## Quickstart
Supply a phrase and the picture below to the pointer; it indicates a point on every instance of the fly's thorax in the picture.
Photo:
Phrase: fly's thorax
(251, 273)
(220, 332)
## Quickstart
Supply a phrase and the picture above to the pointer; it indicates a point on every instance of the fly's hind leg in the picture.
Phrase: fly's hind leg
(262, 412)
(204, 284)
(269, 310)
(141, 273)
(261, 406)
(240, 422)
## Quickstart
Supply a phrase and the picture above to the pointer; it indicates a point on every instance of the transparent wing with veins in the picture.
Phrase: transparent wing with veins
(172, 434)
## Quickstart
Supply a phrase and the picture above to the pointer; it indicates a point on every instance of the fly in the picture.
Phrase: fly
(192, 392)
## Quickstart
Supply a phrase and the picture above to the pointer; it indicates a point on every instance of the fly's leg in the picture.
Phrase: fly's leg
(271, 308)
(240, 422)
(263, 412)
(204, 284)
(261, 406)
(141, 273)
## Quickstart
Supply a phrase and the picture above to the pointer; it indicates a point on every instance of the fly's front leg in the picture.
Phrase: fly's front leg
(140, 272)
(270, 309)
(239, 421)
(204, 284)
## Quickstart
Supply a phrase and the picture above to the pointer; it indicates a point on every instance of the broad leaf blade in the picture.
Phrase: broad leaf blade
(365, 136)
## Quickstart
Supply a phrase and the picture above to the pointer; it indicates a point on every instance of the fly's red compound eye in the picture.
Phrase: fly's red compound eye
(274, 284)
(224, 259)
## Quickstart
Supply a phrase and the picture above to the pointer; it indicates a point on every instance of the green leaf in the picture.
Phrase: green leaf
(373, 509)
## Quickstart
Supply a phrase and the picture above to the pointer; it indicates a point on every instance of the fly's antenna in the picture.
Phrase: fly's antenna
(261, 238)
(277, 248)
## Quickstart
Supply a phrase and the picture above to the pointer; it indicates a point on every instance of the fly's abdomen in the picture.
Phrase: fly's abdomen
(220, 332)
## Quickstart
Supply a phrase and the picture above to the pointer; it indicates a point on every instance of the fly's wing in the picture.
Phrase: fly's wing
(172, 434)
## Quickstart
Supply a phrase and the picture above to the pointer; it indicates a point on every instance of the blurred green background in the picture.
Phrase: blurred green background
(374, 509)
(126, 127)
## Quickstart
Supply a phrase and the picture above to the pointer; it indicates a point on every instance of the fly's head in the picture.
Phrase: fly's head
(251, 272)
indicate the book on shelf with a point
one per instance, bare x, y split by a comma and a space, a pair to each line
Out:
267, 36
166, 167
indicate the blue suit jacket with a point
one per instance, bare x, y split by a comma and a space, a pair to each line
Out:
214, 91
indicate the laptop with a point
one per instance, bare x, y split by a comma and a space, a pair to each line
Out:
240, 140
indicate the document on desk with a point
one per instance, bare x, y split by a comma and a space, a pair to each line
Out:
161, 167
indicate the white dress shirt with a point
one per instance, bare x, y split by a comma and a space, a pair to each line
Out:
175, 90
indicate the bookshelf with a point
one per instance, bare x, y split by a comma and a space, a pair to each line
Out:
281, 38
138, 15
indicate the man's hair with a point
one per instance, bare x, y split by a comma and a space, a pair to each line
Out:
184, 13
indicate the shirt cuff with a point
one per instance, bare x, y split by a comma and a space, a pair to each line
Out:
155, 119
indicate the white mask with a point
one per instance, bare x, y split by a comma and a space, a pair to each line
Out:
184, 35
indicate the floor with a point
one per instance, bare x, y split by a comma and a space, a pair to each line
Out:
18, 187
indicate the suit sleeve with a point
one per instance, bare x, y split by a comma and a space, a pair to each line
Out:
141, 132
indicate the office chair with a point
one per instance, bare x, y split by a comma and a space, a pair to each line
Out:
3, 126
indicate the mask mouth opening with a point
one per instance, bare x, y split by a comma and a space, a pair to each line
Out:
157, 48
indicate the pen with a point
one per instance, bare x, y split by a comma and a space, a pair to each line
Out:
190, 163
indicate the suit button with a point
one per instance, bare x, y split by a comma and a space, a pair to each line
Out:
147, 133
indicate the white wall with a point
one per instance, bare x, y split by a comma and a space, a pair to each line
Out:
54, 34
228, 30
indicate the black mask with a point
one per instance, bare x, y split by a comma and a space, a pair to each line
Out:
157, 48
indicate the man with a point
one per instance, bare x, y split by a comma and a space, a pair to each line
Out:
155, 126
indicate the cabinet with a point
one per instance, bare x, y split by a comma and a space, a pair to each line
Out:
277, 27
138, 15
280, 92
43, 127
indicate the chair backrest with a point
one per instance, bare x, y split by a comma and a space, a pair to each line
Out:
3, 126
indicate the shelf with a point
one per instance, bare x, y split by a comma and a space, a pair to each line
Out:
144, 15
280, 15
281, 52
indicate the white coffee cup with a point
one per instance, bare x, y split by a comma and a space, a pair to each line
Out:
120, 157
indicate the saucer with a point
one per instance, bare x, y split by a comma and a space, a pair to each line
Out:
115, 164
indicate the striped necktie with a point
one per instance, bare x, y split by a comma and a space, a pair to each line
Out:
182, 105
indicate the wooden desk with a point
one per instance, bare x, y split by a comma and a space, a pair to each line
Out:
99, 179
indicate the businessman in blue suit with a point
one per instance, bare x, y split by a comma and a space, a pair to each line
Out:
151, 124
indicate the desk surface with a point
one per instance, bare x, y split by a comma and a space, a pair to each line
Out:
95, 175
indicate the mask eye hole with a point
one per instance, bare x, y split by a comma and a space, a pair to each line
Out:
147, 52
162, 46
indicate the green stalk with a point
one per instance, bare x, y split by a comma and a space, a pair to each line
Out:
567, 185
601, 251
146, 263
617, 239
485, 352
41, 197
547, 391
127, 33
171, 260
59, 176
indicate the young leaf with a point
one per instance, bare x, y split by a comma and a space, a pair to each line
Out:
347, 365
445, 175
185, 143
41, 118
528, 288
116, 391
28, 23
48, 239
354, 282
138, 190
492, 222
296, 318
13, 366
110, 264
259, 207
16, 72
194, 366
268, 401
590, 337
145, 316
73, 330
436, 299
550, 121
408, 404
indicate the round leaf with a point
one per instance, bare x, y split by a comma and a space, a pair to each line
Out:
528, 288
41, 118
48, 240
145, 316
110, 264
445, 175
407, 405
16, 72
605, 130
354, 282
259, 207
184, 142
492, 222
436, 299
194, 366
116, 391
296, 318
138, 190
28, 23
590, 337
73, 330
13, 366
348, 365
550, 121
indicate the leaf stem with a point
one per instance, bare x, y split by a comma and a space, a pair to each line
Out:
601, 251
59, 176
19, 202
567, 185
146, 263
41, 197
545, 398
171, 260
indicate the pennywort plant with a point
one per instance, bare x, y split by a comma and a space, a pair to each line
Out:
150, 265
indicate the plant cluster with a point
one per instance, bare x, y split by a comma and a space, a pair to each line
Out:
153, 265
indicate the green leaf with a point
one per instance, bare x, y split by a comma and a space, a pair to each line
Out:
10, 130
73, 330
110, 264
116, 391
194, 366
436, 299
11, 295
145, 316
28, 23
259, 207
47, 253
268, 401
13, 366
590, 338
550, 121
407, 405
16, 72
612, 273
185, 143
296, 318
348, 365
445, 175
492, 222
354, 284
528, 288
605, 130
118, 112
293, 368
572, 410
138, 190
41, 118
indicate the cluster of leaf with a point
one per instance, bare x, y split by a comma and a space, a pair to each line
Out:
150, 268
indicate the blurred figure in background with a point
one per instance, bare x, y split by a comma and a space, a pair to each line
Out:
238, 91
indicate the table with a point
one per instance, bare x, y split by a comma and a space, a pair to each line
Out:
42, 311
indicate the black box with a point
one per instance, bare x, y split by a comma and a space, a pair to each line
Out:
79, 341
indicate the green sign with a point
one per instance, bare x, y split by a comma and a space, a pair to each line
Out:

-=-=-

▸ **Task to complete**
What is the count of lines in the data above containing the string "cluster"? Write the number and nothing else.

▸ **Answer box**
2